Bounding box annotation entries
• • •
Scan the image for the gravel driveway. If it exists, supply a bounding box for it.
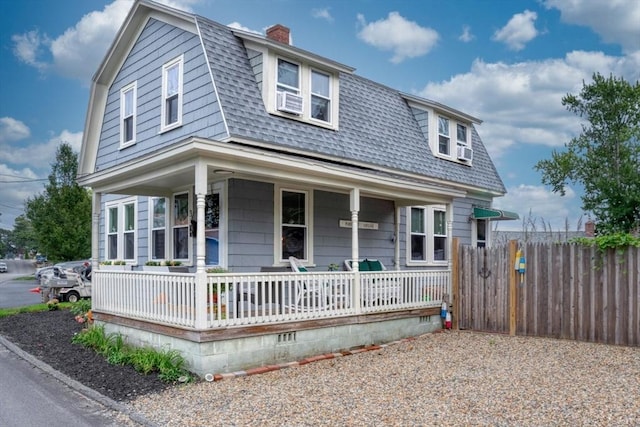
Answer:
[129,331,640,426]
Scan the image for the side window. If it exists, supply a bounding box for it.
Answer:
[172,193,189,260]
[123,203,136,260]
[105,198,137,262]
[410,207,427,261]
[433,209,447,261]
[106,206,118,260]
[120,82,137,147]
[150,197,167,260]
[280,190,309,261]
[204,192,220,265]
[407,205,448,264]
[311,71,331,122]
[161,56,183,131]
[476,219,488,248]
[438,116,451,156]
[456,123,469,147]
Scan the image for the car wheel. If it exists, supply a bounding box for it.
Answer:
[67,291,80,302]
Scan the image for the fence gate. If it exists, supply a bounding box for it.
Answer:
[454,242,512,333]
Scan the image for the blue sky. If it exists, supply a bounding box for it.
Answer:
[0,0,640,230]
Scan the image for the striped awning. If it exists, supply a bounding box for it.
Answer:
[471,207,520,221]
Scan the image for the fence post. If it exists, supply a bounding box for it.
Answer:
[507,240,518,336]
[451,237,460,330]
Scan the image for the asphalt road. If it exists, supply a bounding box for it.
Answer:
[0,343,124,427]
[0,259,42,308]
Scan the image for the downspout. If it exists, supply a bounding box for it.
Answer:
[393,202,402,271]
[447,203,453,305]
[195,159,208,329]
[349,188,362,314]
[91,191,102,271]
• • •
* [Problem]:
Render as a numbered list the lines starting at the one containing "Scan the image for the side" and ending after the one containing "[280,190,309,261]", skipping any blank lines.

* [Expected answer]:
1. Scan the image for the side window. If it exists, supply a bounding box for it.
2. Answer:
3. [172,193,189,260]
4. [123,203,136,260]
5. [105,198,137,262]
6. [410,207,427,261]
7. [433,209,447,261]
8. [106,206,118,260]
9. [120,82,137,147]
10. [150,197,167,260]
11. [280,190,309,261]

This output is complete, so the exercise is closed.